** BEGIN SELECTION **
Contemporary studies which set out to engage with, and challenge the meaning of, the work of the Augustan poet Ovid are not uncommon. Indeed, the innumerable ways in which Ovid's imagination can be re-interpreted and re-formed lends itself to renewed analysis by contemporary scholarship. However, where Fiona Cox's contribution to this trend differs is in its specific focus on Ovid's presence in the work of thirteen contemporary female writers. In this [End Page 139] volume, Cox judiciously engages with, and analyses, the presence of Ovid in each of her chosen case studies of fiction, drama, and poetry.
** END SELECTION **
** BEGIN DATASET EXTRACT **
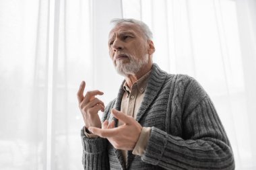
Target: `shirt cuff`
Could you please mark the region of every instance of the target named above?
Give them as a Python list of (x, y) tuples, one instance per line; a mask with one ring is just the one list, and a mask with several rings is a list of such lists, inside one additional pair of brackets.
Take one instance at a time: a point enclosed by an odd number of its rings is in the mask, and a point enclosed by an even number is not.
[(133, 148), (133, 154), (141, 156), (144, 154), (146, 147), (148, 145), (148, 140), (150, 138), (151, 132), (151, 128), (143, 127), (141, 132), (139, 136), (139, 139), (137, 141), (135, 146)]
[(98, 138), (99, 137), (97, 134), (90, 133), (86, 126), (84, 127), (84, 134), (88, 138)]

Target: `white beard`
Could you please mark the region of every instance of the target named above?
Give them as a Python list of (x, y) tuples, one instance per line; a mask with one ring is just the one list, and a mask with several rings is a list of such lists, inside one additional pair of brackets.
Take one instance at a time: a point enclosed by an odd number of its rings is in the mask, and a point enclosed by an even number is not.
[(148, 54), (144, 56), (141, 60), (137, 60), (136, 58), (131, 56), (129, 54), (126, 55), (128, 56), (129, 62), (123, 63), (122, 60), (116, 61), (117, 66), (115, 69), (121, 75), (127, 76), (128, 75), (134, 75), (138, 73), (142, 67), (148, 62)]

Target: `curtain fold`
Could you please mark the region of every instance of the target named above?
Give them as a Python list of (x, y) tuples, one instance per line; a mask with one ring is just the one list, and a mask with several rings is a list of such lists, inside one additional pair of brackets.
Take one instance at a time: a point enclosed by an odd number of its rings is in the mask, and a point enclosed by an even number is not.
[(84, 80), (105, 105), (116, 97), (108, 34), (123, 17), (151, 28), (162, 69), (199, 81), (236, 169), (255, 169), (255, 11), (254, 0), (0, 1), (0, 169), (83, 169), (76, 93)]
[(170, 73), (195, 77), (208, 93), (232, 144), (236, 169), (255, 169), (255, 1), (123, 4), (124, 17), (152, 28), (153, 60)]

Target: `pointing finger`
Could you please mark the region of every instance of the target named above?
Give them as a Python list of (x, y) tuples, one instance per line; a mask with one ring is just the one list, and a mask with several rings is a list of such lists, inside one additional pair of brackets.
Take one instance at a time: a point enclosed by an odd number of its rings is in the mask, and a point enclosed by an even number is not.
** END DATASET EXTRACT **
> [TASK LIST]
A. Copy out the Ovid review passage word for word.
B. Rewrite the records from their start through the line containing "141), (135, 146)]", putting "occurrence" in place of "instance" and changing nothing else. Omit the pictures.

> [RESULTS OF THE EXERCISE]
A.
Contemporary studies which set out to engage with, and challenge the meaning of, the work of the Augustan poet Ovid are not uncommon. Indeed, the innumerable ways in which Ovid's imagination can be re-interpreted and re-formed lends itself to renewed analysis by contemporary scholarship. However, where Fiona Cox's contribution to this trend differs is in its specific focus on Ovid's presence in the work of thirteen contemporary female writers. In this [End Page 139] volume, Cox judiciously engages with, and analyses, the presence of Ovid in each of her chosen case studies of fiction, drama, and poetry.

B.
Target: `shirt cuff`
Could you please mark the region of every occurrence of the target named above?
Give them as a Python list of (x, y) tuples, one occurrence per line; a mask with one ring is just the one list, and a mask with several rings is a list of such lists, inside one additional pair of brackets.
Take one occurrence at a time: a point enclosed by an odd number of its rings is in the mask, and a point enclosed by an even number is not.
[(133, 148), (133, 154), (141, 156), (144, 154), (146, 147), (148, 145), (148, 140), (150, 138), (151, 132), (151, 128), (143, 127), (141, 132), (139, 136), (139, 139), (137, 141), (135, 146)]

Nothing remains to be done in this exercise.